» **Section de texte**
****************************************

G.L. : Les innovations produits fleurissent mais sont la plupart du temps rattachées à des marques connues. Celles-ci représentent la caution du temps, de la famille, de l’Histoire, de la classe sociale… Les gens sont fidèles à une marque lorsqu’il y a un enjeu. On achètera du sel « sans marque » pour la cuisine de tous les jours et du sel de Guérande pour la cuisine d’exception. On ne mettra pas n’importe quoi sur sa peau dans l’espoir de prolonger sa jeunesse, comme on ne prend pas n’importe quel médicament pour sa santé.

P.M. : Internet a-t-il changé la relation entre la marque et son consommateur ?

****************************************

[Extraits du jeu de données]
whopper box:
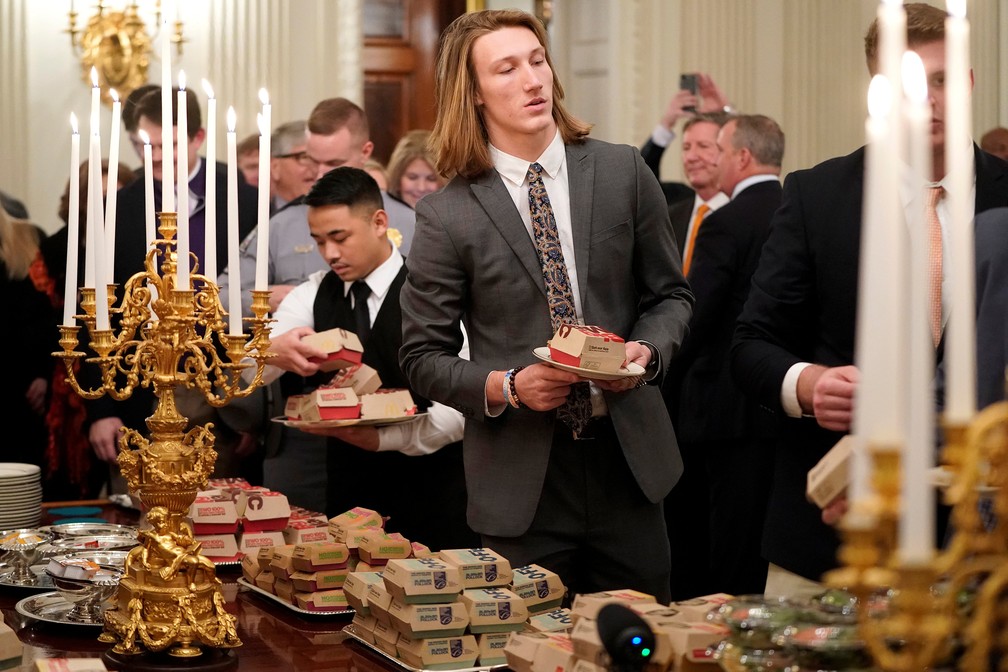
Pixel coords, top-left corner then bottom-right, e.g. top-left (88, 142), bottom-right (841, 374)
top-left (301, 328), bottom-right (364, 371)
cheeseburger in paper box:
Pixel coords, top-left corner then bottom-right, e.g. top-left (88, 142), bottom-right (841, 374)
top-left (301, 328), bottom-right (364, 371)
top-left (547, 324), bottom-right (627, 374)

****************************************

» **Travail demandé**
1) D'après l'extrait sur les marques, quel sel achète-t-on pour la cuisine d'exception ?
2) Transcrivez l'extrait sur les marques, tout le passage depuis « G.L. : Les innovations » jusqu'à « et son consommateur ? ».

» **Résultats obtenus**
1) Du sel de Guérande.

2)
G.L. : Les innovations produits fleurissent mais sont la plupart du temps rattachées à des marques connues. Celles-ci représentent la caution du temps, de la famille, de l’Histoire, de la classe sociale… Les gens sont fidèles à une marque lorsqu’il y a un enjeu. On achètera du sel « sans marque » pour la cuisine de tous les jours et du sel de Guérande pour la cuisine d’exception. On ne mettra pas n’importe quoi sur sa peau dans l’espoir de prolonger sa jeunesse, comme on ne prend pas n’importe quel médicament pour sa santé.

P.M. : Internet a-t-il changé la relation entre la marque et son consommateur ?